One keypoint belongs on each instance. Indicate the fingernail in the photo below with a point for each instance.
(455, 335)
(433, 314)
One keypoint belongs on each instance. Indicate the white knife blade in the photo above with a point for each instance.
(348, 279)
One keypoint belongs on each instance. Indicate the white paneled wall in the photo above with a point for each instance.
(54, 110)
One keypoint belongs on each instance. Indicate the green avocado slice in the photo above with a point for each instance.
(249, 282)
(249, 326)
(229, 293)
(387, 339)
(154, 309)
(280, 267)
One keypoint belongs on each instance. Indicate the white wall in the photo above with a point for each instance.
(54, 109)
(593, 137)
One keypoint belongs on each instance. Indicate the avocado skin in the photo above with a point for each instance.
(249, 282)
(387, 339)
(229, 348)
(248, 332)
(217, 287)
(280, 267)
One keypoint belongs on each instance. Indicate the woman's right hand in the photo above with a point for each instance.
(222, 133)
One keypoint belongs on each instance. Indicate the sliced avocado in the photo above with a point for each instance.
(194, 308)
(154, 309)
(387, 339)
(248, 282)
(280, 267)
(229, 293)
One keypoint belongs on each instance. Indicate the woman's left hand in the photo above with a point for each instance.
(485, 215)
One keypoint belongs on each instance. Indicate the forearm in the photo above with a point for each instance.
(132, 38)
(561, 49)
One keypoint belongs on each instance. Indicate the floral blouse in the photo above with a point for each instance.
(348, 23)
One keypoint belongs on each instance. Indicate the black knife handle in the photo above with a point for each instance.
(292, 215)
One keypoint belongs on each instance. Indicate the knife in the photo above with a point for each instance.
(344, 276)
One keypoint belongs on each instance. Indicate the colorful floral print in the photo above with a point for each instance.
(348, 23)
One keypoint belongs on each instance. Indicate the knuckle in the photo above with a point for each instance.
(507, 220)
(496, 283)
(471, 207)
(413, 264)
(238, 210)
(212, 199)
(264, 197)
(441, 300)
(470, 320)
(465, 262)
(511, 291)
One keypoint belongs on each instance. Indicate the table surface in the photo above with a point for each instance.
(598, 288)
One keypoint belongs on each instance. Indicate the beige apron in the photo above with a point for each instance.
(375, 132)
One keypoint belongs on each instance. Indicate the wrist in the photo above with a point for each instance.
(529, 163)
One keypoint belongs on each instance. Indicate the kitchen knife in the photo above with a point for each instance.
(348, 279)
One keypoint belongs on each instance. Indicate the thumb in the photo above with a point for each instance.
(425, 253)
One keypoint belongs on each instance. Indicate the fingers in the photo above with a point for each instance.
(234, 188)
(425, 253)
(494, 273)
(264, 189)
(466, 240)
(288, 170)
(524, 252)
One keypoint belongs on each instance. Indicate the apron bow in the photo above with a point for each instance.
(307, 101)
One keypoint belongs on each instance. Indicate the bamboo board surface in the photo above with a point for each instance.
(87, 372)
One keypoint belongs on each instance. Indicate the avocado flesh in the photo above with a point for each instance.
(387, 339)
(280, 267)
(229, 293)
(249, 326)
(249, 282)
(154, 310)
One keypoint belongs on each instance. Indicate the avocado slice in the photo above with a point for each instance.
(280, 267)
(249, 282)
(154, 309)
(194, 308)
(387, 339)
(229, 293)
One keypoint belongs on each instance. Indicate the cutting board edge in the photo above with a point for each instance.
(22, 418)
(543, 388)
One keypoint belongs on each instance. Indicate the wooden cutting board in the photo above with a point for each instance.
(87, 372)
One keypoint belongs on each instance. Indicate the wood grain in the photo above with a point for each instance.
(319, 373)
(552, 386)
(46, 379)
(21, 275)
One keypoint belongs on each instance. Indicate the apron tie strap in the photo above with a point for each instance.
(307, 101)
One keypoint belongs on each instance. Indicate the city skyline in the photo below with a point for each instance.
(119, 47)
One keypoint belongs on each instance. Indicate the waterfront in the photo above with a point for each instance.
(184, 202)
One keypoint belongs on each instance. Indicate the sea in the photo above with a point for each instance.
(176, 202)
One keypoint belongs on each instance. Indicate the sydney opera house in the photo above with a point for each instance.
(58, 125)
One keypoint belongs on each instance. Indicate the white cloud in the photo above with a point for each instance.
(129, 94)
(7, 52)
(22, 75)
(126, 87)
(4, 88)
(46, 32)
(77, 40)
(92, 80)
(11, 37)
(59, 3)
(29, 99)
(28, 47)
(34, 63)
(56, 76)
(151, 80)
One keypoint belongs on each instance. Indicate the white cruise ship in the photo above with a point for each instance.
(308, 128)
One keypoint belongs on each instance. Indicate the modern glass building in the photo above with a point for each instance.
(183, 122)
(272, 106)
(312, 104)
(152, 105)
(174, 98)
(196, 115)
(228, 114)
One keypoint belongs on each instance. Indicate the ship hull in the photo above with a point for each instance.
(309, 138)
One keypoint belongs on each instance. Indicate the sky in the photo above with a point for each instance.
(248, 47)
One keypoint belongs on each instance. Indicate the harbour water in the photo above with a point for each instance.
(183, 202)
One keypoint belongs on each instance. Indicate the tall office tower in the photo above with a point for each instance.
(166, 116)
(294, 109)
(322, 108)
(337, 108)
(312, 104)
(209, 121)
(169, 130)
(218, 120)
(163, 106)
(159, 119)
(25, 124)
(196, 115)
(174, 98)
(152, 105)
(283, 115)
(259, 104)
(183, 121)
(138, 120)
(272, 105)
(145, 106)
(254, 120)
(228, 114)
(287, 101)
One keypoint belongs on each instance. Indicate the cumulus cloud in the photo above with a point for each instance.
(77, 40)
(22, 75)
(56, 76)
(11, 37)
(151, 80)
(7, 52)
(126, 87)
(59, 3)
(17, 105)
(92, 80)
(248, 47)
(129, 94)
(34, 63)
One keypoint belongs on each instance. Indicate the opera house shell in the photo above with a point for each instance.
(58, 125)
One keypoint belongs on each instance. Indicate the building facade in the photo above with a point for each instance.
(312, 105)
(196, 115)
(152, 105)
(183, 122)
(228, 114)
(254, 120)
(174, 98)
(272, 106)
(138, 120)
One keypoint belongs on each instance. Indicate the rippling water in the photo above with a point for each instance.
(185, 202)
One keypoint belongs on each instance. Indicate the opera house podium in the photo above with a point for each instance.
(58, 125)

**PROBLEM STATEMENT**
Convert all of the data above into a two-column CSV with the headers text and answer, one row for each text and its answer. Put every field in quotes and replace any line breaks with spaces.

**EXERCISE ANSWER**
text,answer
"One keypoint belongs on each instance. Indicate the fingernail in the photo below with a point for each instance.","(455, 335) (433, 314)"
"One keypoint belongs on each instance. Indicate the white knife blade in the photo above with a point for each instance.","(348, 279)"
"One keypoint belongs on each instance. Indicate the white paneled wall in the photo above with a point for each instance.","(54, 110)"
"One keypoint belongs on each instance. Indicate the green avocado slice in the photo above with a point for each instance.","(249, 282) (249, 326) (229, 293) (387, 339) (154, 309) (280, 267)"
"One keypoint belongs on each instance. Indicate the white wall in the photo above with a point for each instance.","(54, 109) (593, 137)"
"One keypoint belongs on each instance. Indicate the avocado skin in the photo above with a point for each instance.","(249, 282) (387, 339) (229, 348) (248, 332) (217, 287) (280, 267)"
"One keypoint belongs on each instance. Indicate the woman's right hand in the photo above with a point for each instance.","(222, 133)"
"One keypoint belongs on each instance. Indicate the sliced avocado in the photo above with a point for each instance.","(194, 308) (154, 309) (387, 339) (248, 282) (280, 267) (229, 293)"
"One keypoint belongs on each instance. Indicate the woman's left hand in the photo above with a point for each instance.","(485, 215)"
"One keypoint belongs on each instance. Indicate the forearm in the photo above with a point for each instance.","(132, 38) (561, 49)"
"One keypoint belongs on each instance. Indicate the floral blouse in the photo above with a point for each instance.","(348, 23)"
"One keypoint belongs on each instance. Indicate the black knife handle in the photo above with a point for each instance.","(292, 215)"
"One keypoint belongs on each instance. Indicate the knife in the photo above with a point for each instance.","(344, 276)"
"One keypoint belongs on each instance. Indicate the colorful floral print in the photo above with a point for each instance.","(348, 23)"
"One keypoint belongs on each instance. Indicate the knuckle in the photo above with a point for each instance.","(507, 220) (496, 283) (471, 207) (413, 264) (238, 210) (212, 199) (264, 197) (441, 300) (470, 320) (465, 262) (511, 291)"
"One keypoint belongs on each instance. Indicate the table surface in the photo above with a point for each instance.","(598, 288)"
"One keypoint belongs on each instance. Indicate the beige apron in the photo above with a point for each instance.","(375, 132)"
"One keypoint belongs on each instance. Indicate the wrist in the photo above with a point for each instance.","(529, 163)"
"One keypoint belongs on each instance. Indicate the kitchen knife in the photo above with a point for each instance.","(348, 279)"
"One keypoint belongs on each instance. Indicate the thumb in the photo above with a point for each instance.","(425, 253)"
"One keypoint belongs on each instance. Indicate the fingers in the photo above with a point for each instance.","(234, 188) (425, 253) (494, 273) (264, 189) (466, 240) (288, 170) (524, 252)"
"One keypoint belongs on each instance. Indicate the apron bow in the photo above with a point for each instance.","(307, 101)"
"One keypoint belongs on each instance. Indicate the bamboo board surface in the photo above with a point for each instance.","(87, 372)"
"One keypoint belongs on each instance. Indicate the avocado flesh in the photo above with a point for each instance.","(387, 339) (280, 267) (229, 293) (249, 326) (249, 282) (154, 310)"
"One keypoint belongs on each instance. Indicate the avocado slice in the photo above with a point for each instance.","(280, 267) (249, 282) (154, 309) (194, 308) (387, 339) (229, 293)"
"One keypoint belongs on each instance. Indicate the cutting board edge in the photo above with a point for each instance.","(22, 418) (543, 388)"
"One keypoint belongs on each instance. Indicate the wooden cutting board in the photo above with a point for each instance.","(87, 372)"
"One keypoint belongs on each instance. Indicate the wood grain in the photo above with a point for each instance.","(319, 373) (552, 386) (46, 379) (21, 275)"
"One keypoint belongs on each instance. Indicate the apron tie strap in the photo above with a point for each instance.","(307, 101)"
"One keypoint belongs on each instance. Indicate the city skyline in the photo below with a point for each instance.","(119, 47)"
"One keypoint belongs on each instance. Indicate the waterfront in the photo above with a point for each instance.","(184, 202)"
"One keypoint belongs on each instance. Indicate the sea in the photo above with a point for each instance.","(176, 202)"
"One keypoint belongs on each instance. Indicate the sydney opera house in the photo above with a point for each instance.","(58, 125)"
"One keypoint belongs on each instance. Indicate the white cloud in the photo above with a point for each instance.","(129, 94) (7, 52) (22, 75) (126, 87) (4, 88) (46, 32) (77, 40) (92, 80) (11, 37) (59, 3) (29, 99) (28, 47) (34, 63) (56, 76) (151, 80)"
"One keypoint belongs on each instance. Indicate the white cruise ship in the photo above with a point for each instance.","(308, 128)"
"One keypoint belongs on each instance. Indicate the modern glass building in the photo above with a point for each instance.","(183, 122) (272, 106) (312, 104) (152, 105) (174, 98) (196, 115) (228, 114)"
"One keypoint belongs on each instance. Indicate the ship hull in the photo above with a point for each instance.","(309, 138)"
"One keypoint belongs on each instance. Indicate the sky in the photo above with a point for each instance.","(248, 47)"
"One keypoint belongs on each instance. Indicate the harbour water in the photo above with a point for each instance.","(183, 202)"
"One keypoint belongs on each instance. Indicate the tall office tower in the photo above with a point for each instance.","(166, 116) (294, 109) (322, 108) (337, 108) (312, 104) (209, 121) (169, 130) (218, 120) (163, 106) (159, 119) (25, 124) (196, 115) (174, 98) (152, 105) (283, 115) (259, 104) (183, 121) (138, 120) (272, 105) (145, 106) (254, 120) (228, 114) (287, 101)"
"One keypoint belongs on each instance. Indicate the cumulus cloud in the photo above with a point for each instance.","(77, 40) (22, 75) (56, 76) (11, 37) (151, 80) (7, 52) (126, 87) (59, 3) (17, 105) (92, 80) (248, 47) (129, 94) (34, 63)"
"One keypoint belongs on each instance. Indicate the opera house shell in the photo above with a point for each instance.","(58, 125)"
"One keypoint belongs on each instance. Indicate the building facade in the photo above with a point for each instance.","(312, 105) (196, 115) (152, 105) (183, 122) (228, 114) (254, 120) (174, 98) (272, 106) (138, 120)"
"One keypoint belongs on each instance. Indicate the rippling water in the photo above with a point for each instance.","(185, 202)"
"One keypoint belongs on each instance. Indicate the opera house podium in the photo above with a point for each instance.","(58, 125)"